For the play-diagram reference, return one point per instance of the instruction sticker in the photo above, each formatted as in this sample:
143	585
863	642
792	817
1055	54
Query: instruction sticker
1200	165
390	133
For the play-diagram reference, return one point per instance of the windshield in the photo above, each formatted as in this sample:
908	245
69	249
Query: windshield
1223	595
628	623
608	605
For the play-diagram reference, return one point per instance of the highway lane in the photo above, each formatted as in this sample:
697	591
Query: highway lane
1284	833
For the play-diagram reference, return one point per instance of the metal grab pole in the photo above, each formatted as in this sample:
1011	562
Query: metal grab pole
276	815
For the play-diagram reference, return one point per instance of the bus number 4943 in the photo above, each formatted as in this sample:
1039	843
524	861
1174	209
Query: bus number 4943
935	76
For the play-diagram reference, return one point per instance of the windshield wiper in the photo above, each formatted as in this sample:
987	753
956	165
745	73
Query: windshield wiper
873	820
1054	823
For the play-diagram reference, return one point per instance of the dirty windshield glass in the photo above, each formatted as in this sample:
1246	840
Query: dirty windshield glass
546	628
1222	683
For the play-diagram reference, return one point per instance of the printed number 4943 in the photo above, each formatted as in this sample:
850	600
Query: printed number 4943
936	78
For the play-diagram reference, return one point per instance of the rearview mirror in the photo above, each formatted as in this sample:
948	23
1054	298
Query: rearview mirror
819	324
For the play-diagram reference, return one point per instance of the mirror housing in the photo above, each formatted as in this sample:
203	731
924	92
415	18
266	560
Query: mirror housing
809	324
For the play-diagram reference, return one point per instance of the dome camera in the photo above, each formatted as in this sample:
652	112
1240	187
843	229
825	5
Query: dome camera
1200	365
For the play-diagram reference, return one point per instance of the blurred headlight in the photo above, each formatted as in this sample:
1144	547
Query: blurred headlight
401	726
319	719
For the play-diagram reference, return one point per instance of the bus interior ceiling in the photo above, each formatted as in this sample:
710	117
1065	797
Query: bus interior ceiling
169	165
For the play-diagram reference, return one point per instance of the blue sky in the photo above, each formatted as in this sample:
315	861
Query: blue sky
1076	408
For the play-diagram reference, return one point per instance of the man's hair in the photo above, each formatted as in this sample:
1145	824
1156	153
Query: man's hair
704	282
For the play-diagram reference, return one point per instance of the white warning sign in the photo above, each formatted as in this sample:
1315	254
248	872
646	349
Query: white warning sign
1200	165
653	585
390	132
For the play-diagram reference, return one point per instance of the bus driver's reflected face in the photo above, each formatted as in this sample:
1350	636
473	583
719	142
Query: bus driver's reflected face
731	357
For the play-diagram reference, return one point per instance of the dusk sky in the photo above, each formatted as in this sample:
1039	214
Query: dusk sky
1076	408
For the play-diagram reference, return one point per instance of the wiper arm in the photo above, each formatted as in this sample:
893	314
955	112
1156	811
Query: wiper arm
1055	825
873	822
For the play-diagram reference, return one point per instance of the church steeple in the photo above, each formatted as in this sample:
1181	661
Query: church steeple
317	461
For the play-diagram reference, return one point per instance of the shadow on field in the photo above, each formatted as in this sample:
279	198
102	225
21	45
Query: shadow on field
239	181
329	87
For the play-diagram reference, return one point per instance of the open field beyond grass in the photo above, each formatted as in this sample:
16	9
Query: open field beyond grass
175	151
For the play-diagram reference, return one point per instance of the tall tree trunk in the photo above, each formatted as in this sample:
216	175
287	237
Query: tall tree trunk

• • • • •

Given instruction: Return all of the entries word for word.

Complete output:
For the play-diagram reference, return one point per instance of the instruction sticker in the photo above, each formatted as in this sample:
143	585
863	642
792	817
1055	54
Query: instruction sticker
1200	165
390	133
For the play-diagram reference, return one point per instance of the windshield in the photo above, each formatted as in this sample:
908	245
69	249
Query: windshield
1223	595
628	623
608	605
For the play-diagram reference, return one point per instance of the highway lane in the photo above, each formatted as in this sample:
697	591
Query: highway lane
1284	833
For the play-diagram reference, return one point per instance of the metal grab pole in the photo above, each formatted as in this sample:
1011	562
Query: metal grab pole
276	815
For the play-diagram reference, return one point per instance of the bus number 4943 in the photo above, each formatted as in this sample:
1039	843
524	861
1174	209
Query: bus number 4943
935	76
For the play-diagram reference, return one point per instance of the windshield wiper in the photo above, each formatted as in this sample:
987	753
956	165
745	73
Query: windshield wiper
873	820
1054	823
For the play-diagram reference, return one point per instance of the dirty windshield glass in the photo above, each formatted as in this sample:
1246	840
Query: dirty windshield glass
546	628
1222	683
For the play-diagram reference, return one point per instance of the printed number 4943 in the photo above, each formatted as in this sample:
850	600
Query: printed number 4943
936	78
For the play-diagram reference, return one point per instance of the rearview mirror in the photo above, each formatted as in this sample:
948	23
1054	298
Query: rearview mirror
819	324
For the play-diagram reference, return one point per instance of the mirror housing in the photo above, each formatted as in this sample:
203	731
924	92
415	18
266	560
Query: mirror housing
809	324
For the play-diagram reference, return one point per instance of the dome camera in the photo above, each formatted as in this sample:
652	112
1240	187
843	229
825	5
Query: dome camera
1200	365
For the play-diagram reference, return one point per instance of the blurred headlight in the photo above, each formatted as in this sample:
1144	547
Query: blurred headlight
401	726
319	719
For the play-diagram reference, return one point per instance of the bus interior ceiling in the photo above, each formatted as in this sample:
710	117
1065	797
Query: bus interior ceiling
169	165
For the play-diagram reference, return one point per instance of the blue sky in the photo above, each formatted as in this sample:
315	861
Query: blue sky
1076	408
For the play-diagram reference, return one point per instance of the man's hair in the photo above, each formatted as in this sample:
1145	824
1156	153
Query: man's hair
704	282
For the play-diagram reference, return one point per instance of the white warning sign in the photo above, each formatted as in this sample:
1315	254
248	872
646	349
Query: white warning sign
1200	165
653	585
390	132
For the play-diagram reference, return one point per instance of the bus driver's reflected face in the photo above, each formatted as in this sample:
1350	636
473	583
719	142
Query: bus driver's reflected face
731	357
For the play-diagram reference, return one point per instance of the dusk sky in the photo above, each formatted as in this sample:
1039	214
Query: dusk sky
1076	408
For the play-diagram reference, return one point per instance of the wiper arm in the photo above, each formatted as in this sample:
893	314
955	112
1156	811
Query: wiper arm
1055	825
873	822
For the play-diagram reference, return one point per instance of the church steeple in the photo above, each formatted as in this sample:
1181	661
Query: church steeple
317	461
For the play-diagram reference, return one point per instance of the shadow on field in the photo above, each formatted as in this sample:
279	198
102	225
21	45
Query: shadow on field
239	181
329	87
For the play-diagram reference, return one point per instance of the open field beyond grass in the photo above, each formatted as in this sample:
16	9
Query: open field beyond grass
175	151
For the play-diagram reference, return one point per instance of the tall tree trunk in the photo above, each formatted as in this sample:
216	175
287	237
Query: tall tree trunk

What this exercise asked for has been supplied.